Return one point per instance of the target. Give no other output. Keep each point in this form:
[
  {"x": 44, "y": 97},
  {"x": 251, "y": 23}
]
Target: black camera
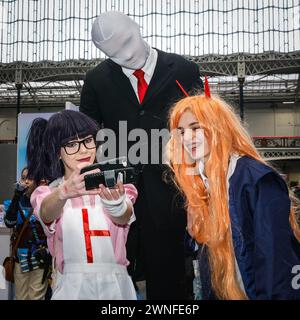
[{"x": 110, "y": 171}]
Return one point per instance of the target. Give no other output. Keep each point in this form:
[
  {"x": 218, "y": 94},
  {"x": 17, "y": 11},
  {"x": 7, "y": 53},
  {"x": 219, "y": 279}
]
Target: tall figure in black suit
[{"x": 114, "y": 91}]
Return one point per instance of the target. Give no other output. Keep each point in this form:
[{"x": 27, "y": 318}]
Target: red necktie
[{"x": 142, "y": 84}]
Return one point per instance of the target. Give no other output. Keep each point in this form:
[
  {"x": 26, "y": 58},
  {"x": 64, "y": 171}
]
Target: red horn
[
  {"x": 206, "y": 88},
  {"x": 181, "y": 88}
]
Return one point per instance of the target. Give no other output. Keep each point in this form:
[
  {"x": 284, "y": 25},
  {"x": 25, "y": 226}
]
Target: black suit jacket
[{"x": 108, "y": 97}]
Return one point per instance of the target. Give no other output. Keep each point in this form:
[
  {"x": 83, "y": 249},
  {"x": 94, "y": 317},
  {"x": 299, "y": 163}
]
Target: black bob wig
[{"x": 45, "y": 139}]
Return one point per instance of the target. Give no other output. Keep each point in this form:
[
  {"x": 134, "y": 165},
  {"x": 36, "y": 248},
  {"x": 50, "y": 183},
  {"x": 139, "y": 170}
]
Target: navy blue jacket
[{"x": 265, "y": 247}]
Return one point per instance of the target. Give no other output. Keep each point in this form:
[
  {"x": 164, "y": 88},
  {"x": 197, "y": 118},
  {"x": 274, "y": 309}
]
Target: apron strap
[{"x": 102, "y": 268}]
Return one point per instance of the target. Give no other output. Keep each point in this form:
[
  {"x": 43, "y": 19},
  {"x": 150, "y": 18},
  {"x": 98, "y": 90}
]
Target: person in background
[
  {"x": 137, "y": 84},
  {"x": 239, "y": 210},
  {"x": 32, "y": 259}
]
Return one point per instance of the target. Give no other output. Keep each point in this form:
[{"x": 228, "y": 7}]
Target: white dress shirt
[{"x": 148, "y": 68}]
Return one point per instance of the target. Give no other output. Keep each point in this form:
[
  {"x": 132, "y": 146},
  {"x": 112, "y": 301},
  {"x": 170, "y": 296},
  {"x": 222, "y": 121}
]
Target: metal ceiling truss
[{"x": 71, "y": 72}]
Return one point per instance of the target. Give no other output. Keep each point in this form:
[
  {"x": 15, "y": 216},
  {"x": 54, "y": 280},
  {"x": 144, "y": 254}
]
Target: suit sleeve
[
  {"x": 274, "y": 255},
  {"x": 89, "y": 103}
]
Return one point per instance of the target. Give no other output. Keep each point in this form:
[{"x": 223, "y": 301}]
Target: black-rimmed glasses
[{"x": 74, "y": 146}]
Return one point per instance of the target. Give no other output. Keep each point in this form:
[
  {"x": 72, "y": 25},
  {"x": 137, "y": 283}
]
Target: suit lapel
[
  {"x": 122, "y": 83},
  {"x": 162, "y": 73}
]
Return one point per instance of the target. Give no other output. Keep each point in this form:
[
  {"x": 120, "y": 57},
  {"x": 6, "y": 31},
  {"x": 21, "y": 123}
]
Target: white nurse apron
[{"x": 90, "y": 270}]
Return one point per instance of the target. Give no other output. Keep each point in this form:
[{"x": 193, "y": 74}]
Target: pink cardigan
[{"x": 54, "y": 231}]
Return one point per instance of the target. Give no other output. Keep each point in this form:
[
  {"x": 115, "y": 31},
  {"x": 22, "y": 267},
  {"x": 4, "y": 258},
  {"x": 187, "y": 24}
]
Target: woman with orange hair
[{"x": 239, "y": 210}]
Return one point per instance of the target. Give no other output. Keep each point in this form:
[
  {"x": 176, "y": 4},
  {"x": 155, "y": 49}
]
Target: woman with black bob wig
[{"x": 86, "y": 229}]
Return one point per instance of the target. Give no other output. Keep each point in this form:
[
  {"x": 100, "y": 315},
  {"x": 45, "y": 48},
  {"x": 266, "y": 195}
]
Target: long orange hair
[{"x": 209, "y": 210}]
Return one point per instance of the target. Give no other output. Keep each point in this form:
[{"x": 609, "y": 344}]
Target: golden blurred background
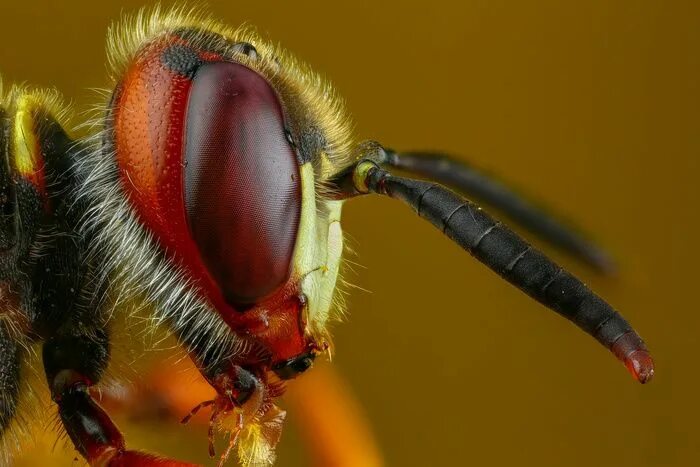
[{"x": 591, "y": 106}]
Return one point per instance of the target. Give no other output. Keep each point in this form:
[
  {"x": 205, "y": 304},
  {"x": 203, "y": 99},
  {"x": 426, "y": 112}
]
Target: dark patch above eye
[
  {"x": 245, "y": 48},
  {"x": 181, "y": 59}
]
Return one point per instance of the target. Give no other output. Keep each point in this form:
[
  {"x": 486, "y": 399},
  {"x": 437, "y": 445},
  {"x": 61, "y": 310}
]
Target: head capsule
[{"x": 221, "y": 148}]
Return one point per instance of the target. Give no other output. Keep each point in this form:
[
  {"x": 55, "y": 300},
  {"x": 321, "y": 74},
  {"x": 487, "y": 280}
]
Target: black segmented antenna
[
  {"x": 474, "y": 183},
  {"x": 507, "y": 254}
]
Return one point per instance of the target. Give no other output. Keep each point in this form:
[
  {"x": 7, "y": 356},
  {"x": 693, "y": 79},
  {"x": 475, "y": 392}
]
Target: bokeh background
[{"x": 592, "y": 106}]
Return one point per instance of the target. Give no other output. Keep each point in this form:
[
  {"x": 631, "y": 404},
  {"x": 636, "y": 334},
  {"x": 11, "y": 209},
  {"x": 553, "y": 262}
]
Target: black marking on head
[
  {"x": 9, "y": 376},
  {"x": 295, "y": 366},
  {"x": 181, "y": 60},
  {"x": 245, "y": 48},
  {"x": 311, "y": 143}
]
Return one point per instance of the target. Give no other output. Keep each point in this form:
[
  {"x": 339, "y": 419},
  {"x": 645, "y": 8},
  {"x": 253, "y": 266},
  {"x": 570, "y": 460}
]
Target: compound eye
[{"x": 241, "y": 181}]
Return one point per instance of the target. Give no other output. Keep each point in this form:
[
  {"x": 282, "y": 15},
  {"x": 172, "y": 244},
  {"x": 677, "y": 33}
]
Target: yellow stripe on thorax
[{"x": 27, "y": 159}]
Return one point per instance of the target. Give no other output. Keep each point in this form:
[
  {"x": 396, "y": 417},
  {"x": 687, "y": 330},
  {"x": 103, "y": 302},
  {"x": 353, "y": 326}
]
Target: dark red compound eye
[{"x": 241, "y": 181}]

Task instructions
Line by line, write out the material above exactly, with no images.

Result for this task
Return one point per instance of the target. Give no other output. Keep each point in this form:
[
  {"x": 44, "y": 97},
  {"x": 251, "y": 23}
]
Target: black camera
[{"x": 110, "y": 171}]
Return one point per instance of the target. Give no other output. Keep each point in this form:
[
  {"x": 218, "y": 94},
  {"x": 17, "y": 11},
  {"x": 7, "y": 53},
  {"x": 219, "y": 279}
]
Target: tall figure in black suit
[{"x": 114, "y": 91}]
Return one point per instance of the target. Give no other output. Keep each point in this form:
[{"x": 27, "y": 318}]
Target: red necktie
[{"x": 142, "y": 84}]
Return one point per instance of the target. Give no other output. Keep each point in this form:
[
  {"x": 26, "y": 58},
  {"x": 64, "y": 171}
]
Target: red horn
[
  {"x": 206, "y": 88},
  {"x": 181, "y": 88}
]
Return one point per instance of the target. Give no other output. Keep each point in this form:
[
  {"x": 284, "y": 25},
  {"x": 25, "y": 226}
]
Target: black suit jacket
[{"x": 108, "y": 97}]
Return one point per instance of the target. Give no other output. Keep each point in this form:
[
  {"x": 83, "y": 249},
  {"x": 94, "y": 317},
  {"x": 299, "y": 163}
]
Target: black bob wig
[{"x": 45, "y": 139}]
Return one point per instance of the target. Give no other output. Keep each point in this form:
[
  {"x": 134, "y": 165},
  {"x": 36, "y": 248},
  {"x": 50, "y": 183},
  {"x": 139, "y": 170}
]
Target: navy blue jacket
[{"x": 265, "y": 247}]
Return one point per instance of the target. Give no other output. Keep each point in this form:
[
  {"x": 164, "y": 88},
  {"x": 197, "y": 118},
  {"x": 274, "y": 309}
]
Target: apron strap
[{"x": 102, "y": 268}]
Return one point per instance of the target. Give no other output. Keep each point in this form:
[
  {"x": 43, "y": 19},
  {"x": 150, "y": 18},
  {"x": 98, "y": 90}
]
Target: person in background
[
  {"x": 137, "y": 84},
  {"x": 239, "y": 210},
  {"x": 32, "y": 259}
]
Return one point per instance of the target. Give no other output. Keep each point in this form:
[{"x": 228, "y": 7}]
Target: white dress shirt
[{"x": 148, "y": 68}]
Return one point per instance of the target. Give no other output. Keep each point in this form:
[
  {"x": 132, "y": 146},
  {"x": 112, "y": 301},
  {"x": 170, "y": 296},
  {"x": 222, "y": 121}
]
Target: metal ceiling truss
[{"x": 71, "y": 72}]
Return one point per instance of the target. Give no other output. Keep each point in this form:
[
  {"x": 15, "y": 216},
  {"x": 54, "y": 280},
  {"x": 144, "y": 254}
]
Target: suit sleeve
[
  {"x": 274, "y": 255},
  {"x": 89, "y": 103}
]
Return one point per instance of the target. Give no other output. Keep each point in this form:
[{"x": 223, "y": 301}]
Target: black-rimmed glasses
[{"x": 74, "y": 146}]
Return one point per instance of the target. Give no other output. Keep each point in this form:
[
  {"x": 72, "y": 25},
  {"x": 137, "y": 283}
]
Target: suit lapel
[
  {"x": 122, "y": 83},
  {"x": 162, "y": 73}
]
Return one point per instance of the target. Give no other output. Keep each point in this form:
[
  {"x": 120, "y": 57},
  {"x": 6, "y": 31},
  {"x": 21, "y": 123}
]
Target: white nurse apron
[{"x": 90, "y": 270}]
Return one point per instance of the target. Give no other output. Keep each point in this form:
[{"x": 193, "y": 74}]
Target: pink cardigan
[{"x": 54, "y": 231}]
Return one point per instance of the target. Give no other output. Keep each point in this form:
[
  {"x": 115, "y": 31},
  {"x": 22, "y": 267},
  {"x": 4, "y": 258},
  {"x": 187, "y": 24}
]
Target: woman with orange hair
[{"x": 239, "y": 210}]
Return one point per instance of the target. Give no other output. Keep each point in this form:
[
  {"x": 176, "y": 4},
  {"x": 155, "y": 49}
]
Target: woman with black bob wig
[{"x": 86, "y": 229}]
Return one point per instance of the target. Give no other output. Keep each point in this form:
[
  {"x": 100, "y": 315},
  {"x": 45, "y": 48},
  {"x": 266, "y": 195}
]
Target: long orange hair
[{"x": 209, "y": 210}]
Return one point per instance of the target. Give no other output. Keep each point in this form:
[{"x": 609, "y": 344}]
Target: golden blurred background
[{"x": 591, "y": 106}]
Return one point per instance of the target. Give no other output. Keep each point in this form:
[
  {"x": 205, "y": 304},
  {"x": 203, "y": 99},
  {"x": 426, "y": 112}
]
Target: dark patch above eye
[
  {"x": 245, "y": 48},
  {"x": 181, "y": 59}
]
Return one point per instance of the target. Give no other output. Keep each point in this form:
[
  {"x": 486, "y": 399},
  {"x": 437, "y": 445},
  {"x": 61, "y": 310}
]
Target: head capsule
[{"x": 221, "y": 148}]
Return one point per instance of the target. Give no other output. Keep each point in this form:
[
  {"x": 55, "y": 300},
  {"x": 321, "y": 74},
  {"x": 487, "y": 280}
]
Target: black segmented antenna
[
  {"x": 474, "y": 183},
  {"x": 507, "y": 254}
]
Return one point per instance of the target. Give no other output. Keep each point in this form:
[
  {"x": 7, "y": 356},
  {"x": 693, "y": 79},
  {"x": 475, "y": 392}
]
Target: bokeh background
[{"x": 592, "y": 106}]
Return one point per instance of the target. Give no other output. Keep each point in this form:
[
  {"x": 631, "y": 404},
  {"x": 636, "y": 334},
  {"x": 11, "y": 209},
  {"x": 553, "y": 262}
]
Target: black marking on head
[
  {"x": 9, "y": 376},
  {"x": 295, "y": 366},
  {"x": 181, "y": 60},
  {"x": 245, "y": 48},
  {"x": 311, "y": 143}
]
Return one point per instance of the target. Give no other output. Keep each point in this form:
[
  {"x": 339, "y": 419},
  {"x": 645, "y": 8},
  {"x": 253, "y": 266},
  {"x": 570, "y": 460}
]
Target: compound eye
[{"x": 241, "y": 181}]
Return one point per instance of the target. Give no other output. Keep each point in this form:
[
  {"x": 282, "y": 15},
  {"x": 172, "y": 244},
  {"x": 677, "y": 33}
]
Target: yellow stripe on thorax
[{"x": 27, "y": 159}]
Return one point per instance of the target. Give no other output. Keep each point in this form:
[
  {"x": 396, "y": 417},
  {"x": 687, "y": 330},
  {"x": 103, "y": 302},
  {"x": 353, "y": 326}
]
Target: dark red compound eye
[{"x": 241, "y": 181}]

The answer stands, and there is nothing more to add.